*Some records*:
+--

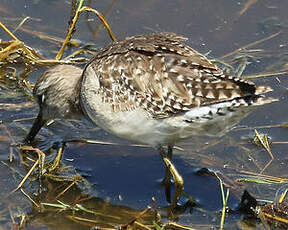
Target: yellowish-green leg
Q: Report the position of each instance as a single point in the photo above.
(58, 157)
(179, 182)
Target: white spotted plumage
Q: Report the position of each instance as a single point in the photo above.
(166, 91)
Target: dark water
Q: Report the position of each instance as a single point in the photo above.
(123, 178)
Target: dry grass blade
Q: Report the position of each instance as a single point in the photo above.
(8, 31)
(72, 26)
(251, 45)
(246, 6)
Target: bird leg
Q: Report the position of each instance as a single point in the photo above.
(179, 183)
(58, 157)
(37, 125)
(166, 180)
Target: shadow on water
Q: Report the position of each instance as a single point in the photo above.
(118, 179)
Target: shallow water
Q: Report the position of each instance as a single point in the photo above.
(122, 178)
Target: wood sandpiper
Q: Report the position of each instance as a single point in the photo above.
(151, 89)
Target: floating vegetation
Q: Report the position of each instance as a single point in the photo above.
(59, 193)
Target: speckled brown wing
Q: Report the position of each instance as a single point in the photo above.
(160, 74)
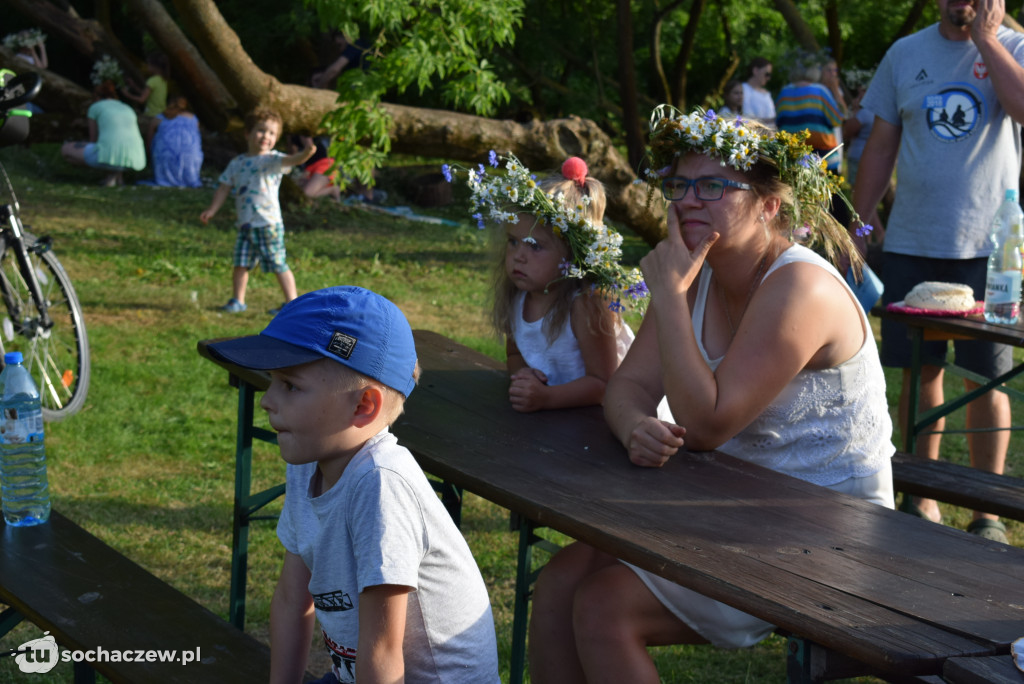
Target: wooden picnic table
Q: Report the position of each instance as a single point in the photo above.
(893, 592)
(931, 328)
(114, 615)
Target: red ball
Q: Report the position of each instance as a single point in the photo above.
(574, 169)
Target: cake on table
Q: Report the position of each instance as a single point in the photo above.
(935, 296)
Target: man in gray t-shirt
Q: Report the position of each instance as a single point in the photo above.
(949, 101)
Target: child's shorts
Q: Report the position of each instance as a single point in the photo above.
(262, 244)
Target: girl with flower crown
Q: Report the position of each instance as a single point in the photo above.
(762, 351)
(562, 340)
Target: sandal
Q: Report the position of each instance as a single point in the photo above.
(989, 529)
(233, 306)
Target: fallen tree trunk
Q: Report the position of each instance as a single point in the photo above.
(448, 135)
(542, 145)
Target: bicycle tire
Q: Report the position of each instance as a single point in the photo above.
(57, 357)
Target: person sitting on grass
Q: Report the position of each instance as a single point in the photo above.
(315, 179)
(370, 549)
(115, 141)
(256, 179)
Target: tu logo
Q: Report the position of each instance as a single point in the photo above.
(38, 655)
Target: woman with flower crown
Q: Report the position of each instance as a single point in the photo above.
(762, 351)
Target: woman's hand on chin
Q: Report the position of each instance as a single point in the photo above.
(652, 441)
(672, 266)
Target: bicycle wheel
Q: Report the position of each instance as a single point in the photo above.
(56, 356)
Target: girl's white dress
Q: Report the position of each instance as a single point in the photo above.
(560, 360)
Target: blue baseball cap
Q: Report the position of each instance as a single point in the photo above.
(349, 325)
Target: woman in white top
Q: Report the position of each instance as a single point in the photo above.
(762, 351)
(758, 102)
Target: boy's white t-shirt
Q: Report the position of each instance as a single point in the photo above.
(382, 523)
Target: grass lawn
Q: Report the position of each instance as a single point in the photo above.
(147, 465)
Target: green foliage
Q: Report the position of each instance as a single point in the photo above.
(412, 45)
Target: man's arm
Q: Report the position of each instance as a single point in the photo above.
(876, 170)
(379, 657)
(1007, 74)
(291, 623)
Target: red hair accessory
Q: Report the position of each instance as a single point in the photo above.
(574, 169)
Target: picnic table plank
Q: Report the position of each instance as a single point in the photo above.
(65, 580)
(865, 575)
(991, 670)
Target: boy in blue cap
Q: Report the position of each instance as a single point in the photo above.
(369, 546)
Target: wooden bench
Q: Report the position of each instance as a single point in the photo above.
(94, 600)
(990, 670)
(961, 485)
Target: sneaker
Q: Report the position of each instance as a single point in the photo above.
(989, 529)
(233, 306)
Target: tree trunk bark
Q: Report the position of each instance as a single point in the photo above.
(679, 70)
(431, 132)
(541, 145)
(206, 93)
(58, 95)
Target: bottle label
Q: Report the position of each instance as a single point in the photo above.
(1003, 287)
(20, 429)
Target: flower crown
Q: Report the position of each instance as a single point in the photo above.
(740, 144)
(595, 250)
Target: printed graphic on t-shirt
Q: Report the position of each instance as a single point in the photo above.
(342, 658)
(954, 113)
(332, 601)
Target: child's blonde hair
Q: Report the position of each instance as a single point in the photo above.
(260, 115)
(574, 185)
(394, 401)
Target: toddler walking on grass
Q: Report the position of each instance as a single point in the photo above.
(255, 177)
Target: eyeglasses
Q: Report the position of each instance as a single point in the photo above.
(707, 188)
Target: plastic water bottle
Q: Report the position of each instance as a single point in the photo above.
(24, 489)
(1003, 285)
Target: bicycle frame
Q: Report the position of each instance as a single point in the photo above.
(14, 231)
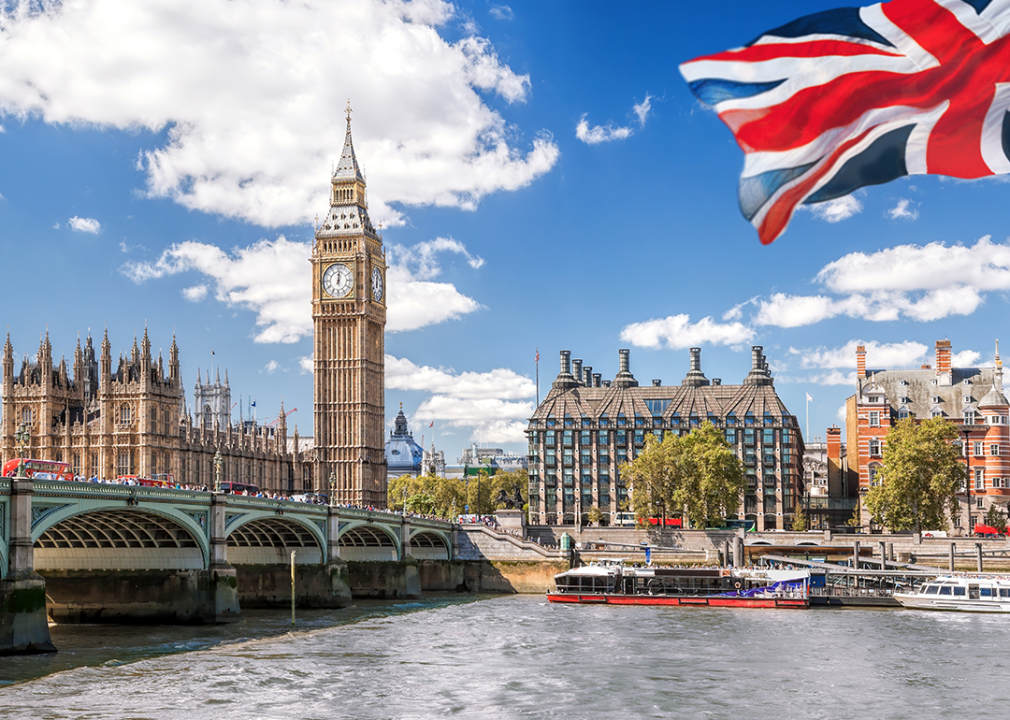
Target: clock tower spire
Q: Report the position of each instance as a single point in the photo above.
(348, 318)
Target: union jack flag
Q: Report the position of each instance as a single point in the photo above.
(852, 97)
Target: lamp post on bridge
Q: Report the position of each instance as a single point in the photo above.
(968, 476)
(218, 464)
(21, 437)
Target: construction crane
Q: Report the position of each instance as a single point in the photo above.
(278, 419)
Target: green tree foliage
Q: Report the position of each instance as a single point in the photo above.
(919, 478)
(698, 477)
(448, 497)
(799, 521)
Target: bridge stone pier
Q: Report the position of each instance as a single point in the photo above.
(97, 552)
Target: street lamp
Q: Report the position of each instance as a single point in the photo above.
(218, 464)
(968, 476)
(21, 437)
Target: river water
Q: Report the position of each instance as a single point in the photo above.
(517, 656)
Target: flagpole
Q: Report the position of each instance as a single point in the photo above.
(537, 377)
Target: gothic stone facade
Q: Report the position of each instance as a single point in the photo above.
(586, 428)
(132, 421)
(970, 397)
(348, 316)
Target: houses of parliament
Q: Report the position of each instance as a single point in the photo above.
(130, 417)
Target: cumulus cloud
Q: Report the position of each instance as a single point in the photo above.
(501, 12)
(181, 68)
(835, 210)
(918, 282)
(600, 133)
(84, 224)
(677, 331)
(642, 109)
(273, 279)
(495, 404)
(904, 210)
(196, 293)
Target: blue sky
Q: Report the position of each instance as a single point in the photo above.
(543, 178)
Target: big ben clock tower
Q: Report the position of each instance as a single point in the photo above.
(348, 319)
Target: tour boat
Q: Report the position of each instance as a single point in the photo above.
(965, 593)
(613, 583)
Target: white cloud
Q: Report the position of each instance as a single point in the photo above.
(495, 404)
(677, 331)
(966, 358)
(85, 224)
(600, 133)
(835, 210)
(183, 67)
(904, 210)
(879, 354)
(642, 109)
(401, 374)
(196, 293)
(273, 279)
(501, 12)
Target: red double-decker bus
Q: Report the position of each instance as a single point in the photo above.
(38, 470)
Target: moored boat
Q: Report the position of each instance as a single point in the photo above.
(961, 593)
(613, 583)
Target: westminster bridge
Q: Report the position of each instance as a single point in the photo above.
(92, 552)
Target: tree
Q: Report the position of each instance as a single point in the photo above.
(698, 476)
(714, 478)
(800, 521)
(919, 477)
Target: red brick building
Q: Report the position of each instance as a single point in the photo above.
(970, 397)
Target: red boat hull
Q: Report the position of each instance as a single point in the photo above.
(699, 601)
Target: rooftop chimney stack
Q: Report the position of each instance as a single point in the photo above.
(624, 378)
(565, 379)
(695, 378)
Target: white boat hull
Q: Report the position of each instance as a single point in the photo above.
(927, 602)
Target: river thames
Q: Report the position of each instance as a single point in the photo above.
(516, 656)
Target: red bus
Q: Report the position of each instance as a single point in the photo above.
(238, 488)
(671, 521)
(38, 470)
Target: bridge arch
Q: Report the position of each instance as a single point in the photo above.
(428, 545)
(369, 542)
(116, 538)
(270, 539)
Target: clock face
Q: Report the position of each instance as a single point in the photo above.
(336, 281)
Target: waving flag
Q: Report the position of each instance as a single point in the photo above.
(852, 97)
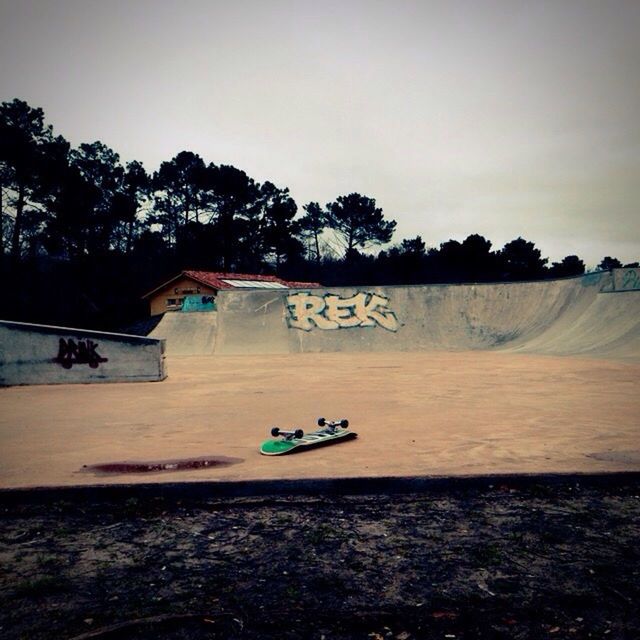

+--

*Request*: Collect every line in the items above that contains the word "lamp" and copy each one.

*Exercise output*:
Target: lamp post on bridge
Target: street lamp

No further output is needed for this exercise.